━━ PROVIDED TEXT
DESCRIBE FORMATTED <table name> will shows the table structure

Load DATA into Employee table and Retrieve Information

>>> df = spark.read.format("csv")\
.option("header", True)\
.option("inferSchema", True)\
.load("file:///home/hadoop/spark_example/data/employees.csv")

>>> df.show(truncate=False)
+-----------+-------------+--------+-------------------------+
|employee_id|employee_name|salary |department |
+-----------+-------------+--------+-------------------------+
|101 |ALAX |500000.0|CONSUMER_SALES |
|102 |TOM |500000.0|CONSUMER_SALES |
|103 |JIM |600000.0|CONSUMER_SALES |
|104 |MARK |500000.0|CONSUMER_SALES |
|105 |TOMI |700000.0|ELETRONIC_SALES |
|106 |AMALI |800000.0|CONSUMER_SALES |
|107 |ROY |900000.0|CONSUMER_SALES |
|108 |FILIP |300000.0|AGRICULTURE_PORDUCT_SALES|
|109 |MONNA |800000.0|CONSUMER_SALES |
|110 |RONME |500000.0|ELETRONIC_SALES |
|111 |SAMULE |500000.0|AGRICULTURE_PORDUCT_SALES|
|112 |TOD |900000.0|AGRICULTURE_PORDUCT_SALES|
|113 |MILI |500000.0|ELETRONIC_SALES |
|114 |KIM |900000.0|AGRICULTURE_PORDUCT_SALES|
|115 |SESELIA |400000.0|ELETRONIC_SALES |
|116 |BRIGHT |300000.0|ELETRONIC_SALES |
|117 |KEN |700000.0|AGRICULTURE_PORDUCT_SALES|
|118 |NATALI |900000.0|ELETRONIC_SALES |
+-----------+-------------+--------+-------------------------+

>>> df.printSchema()
━━━━
━━ RECORDS SHOWN
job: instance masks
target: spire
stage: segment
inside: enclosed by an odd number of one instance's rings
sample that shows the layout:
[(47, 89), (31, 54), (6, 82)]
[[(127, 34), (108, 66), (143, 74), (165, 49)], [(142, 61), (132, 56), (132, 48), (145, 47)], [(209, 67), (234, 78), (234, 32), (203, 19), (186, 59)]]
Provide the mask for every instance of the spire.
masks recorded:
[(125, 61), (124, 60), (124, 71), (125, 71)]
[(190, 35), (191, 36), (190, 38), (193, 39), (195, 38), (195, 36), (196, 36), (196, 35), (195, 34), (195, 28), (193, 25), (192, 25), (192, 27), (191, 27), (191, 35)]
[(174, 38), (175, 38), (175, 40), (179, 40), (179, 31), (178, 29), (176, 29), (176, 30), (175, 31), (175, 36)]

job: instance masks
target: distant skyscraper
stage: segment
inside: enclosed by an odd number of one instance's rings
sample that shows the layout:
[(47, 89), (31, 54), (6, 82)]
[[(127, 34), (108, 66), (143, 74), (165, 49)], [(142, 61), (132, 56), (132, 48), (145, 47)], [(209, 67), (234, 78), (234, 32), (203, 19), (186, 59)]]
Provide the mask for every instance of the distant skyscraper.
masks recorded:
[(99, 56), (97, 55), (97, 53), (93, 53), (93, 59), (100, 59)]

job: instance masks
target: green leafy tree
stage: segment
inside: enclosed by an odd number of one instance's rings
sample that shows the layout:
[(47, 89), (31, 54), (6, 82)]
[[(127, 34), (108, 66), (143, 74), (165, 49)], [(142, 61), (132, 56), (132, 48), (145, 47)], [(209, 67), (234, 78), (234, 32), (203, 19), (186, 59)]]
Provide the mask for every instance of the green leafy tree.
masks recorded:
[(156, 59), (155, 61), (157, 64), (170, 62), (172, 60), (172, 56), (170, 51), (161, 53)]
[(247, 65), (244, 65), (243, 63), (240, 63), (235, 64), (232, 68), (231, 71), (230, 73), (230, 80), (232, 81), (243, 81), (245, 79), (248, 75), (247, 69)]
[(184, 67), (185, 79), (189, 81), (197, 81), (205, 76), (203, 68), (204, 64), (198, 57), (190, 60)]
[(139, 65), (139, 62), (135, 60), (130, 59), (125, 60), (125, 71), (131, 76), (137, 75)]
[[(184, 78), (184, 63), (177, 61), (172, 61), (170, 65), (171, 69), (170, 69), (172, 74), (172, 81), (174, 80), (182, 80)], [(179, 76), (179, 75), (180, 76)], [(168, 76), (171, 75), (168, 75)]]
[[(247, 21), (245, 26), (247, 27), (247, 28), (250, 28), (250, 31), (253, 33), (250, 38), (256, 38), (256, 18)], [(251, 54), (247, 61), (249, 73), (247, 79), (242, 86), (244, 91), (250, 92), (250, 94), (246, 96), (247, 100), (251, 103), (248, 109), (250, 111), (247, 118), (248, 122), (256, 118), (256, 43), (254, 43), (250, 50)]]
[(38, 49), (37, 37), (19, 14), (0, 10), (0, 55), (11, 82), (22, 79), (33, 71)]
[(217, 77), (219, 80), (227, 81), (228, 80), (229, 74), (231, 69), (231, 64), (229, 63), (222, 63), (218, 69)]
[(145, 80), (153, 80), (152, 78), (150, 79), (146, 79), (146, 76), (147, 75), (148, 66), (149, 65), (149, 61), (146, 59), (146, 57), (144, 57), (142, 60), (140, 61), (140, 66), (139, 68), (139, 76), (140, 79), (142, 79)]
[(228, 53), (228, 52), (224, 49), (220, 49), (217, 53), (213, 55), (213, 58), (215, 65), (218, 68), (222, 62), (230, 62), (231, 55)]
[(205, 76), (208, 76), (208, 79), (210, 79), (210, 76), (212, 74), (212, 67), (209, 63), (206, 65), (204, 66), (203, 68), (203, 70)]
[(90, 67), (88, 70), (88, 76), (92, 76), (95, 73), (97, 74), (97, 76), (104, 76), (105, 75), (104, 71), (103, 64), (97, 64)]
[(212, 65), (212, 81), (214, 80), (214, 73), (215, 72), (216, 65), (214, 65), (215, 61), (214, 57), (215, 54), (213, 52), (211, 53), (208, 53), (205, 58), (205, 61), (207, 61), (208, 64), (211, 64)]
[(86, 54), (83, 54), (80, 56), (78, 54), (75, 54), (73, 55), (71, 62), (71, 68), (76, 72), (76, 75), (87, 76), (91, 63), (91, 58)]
━━━━
• SET TASK
Continue the Spark walkthrough on loading and querying the employee table, starting right after its last line, `df.printSchema()`.

• RESPONSE TO THIS EXERCISE
root
|-- employee_id: integer (nullable = true)
|-- employee_name: string (nullable = true)
|-- salary: double (nullable = true)
|-- department: string (nullable = true)
# enable the Header into dataframe
.option("header", True)

# enable the feature to create schema
#(Data Type from each column) for each field by record
.option("inferSchema", True)

# loads function will load the data from any source
# source such as file://, hdfs://, http(s):// s3://
.load("<file or data soruce location>)

# It will print the dataframe schema (column and data type)
df.printSchema()

Insert Data into employee table by PySpark

Procedure
1. Create Temp Table for DataFrame so we can run SQL Query
2. Create Insert Query By HiveQL
3. Insert data by pyspark.sql
4. Write the SQL query for Show Hive Table Data
5. Show the data from table
>>> df.createOrReplaceTempView("temp_employee_dataframe")
>>> emp_insert_query="INSERT OVERWRITE TABLE spark_example.employees \
SELECT\
employee_id,\
employee_name,\
salary,\
department \
FROM temp_employee_dataframe;"
>>> spark.sql(emp_insert_query).show()
>>> emp_query = "SELECT * FROM spark_example.employees"
>>> spark.sql(emp_query).show(truncate=False)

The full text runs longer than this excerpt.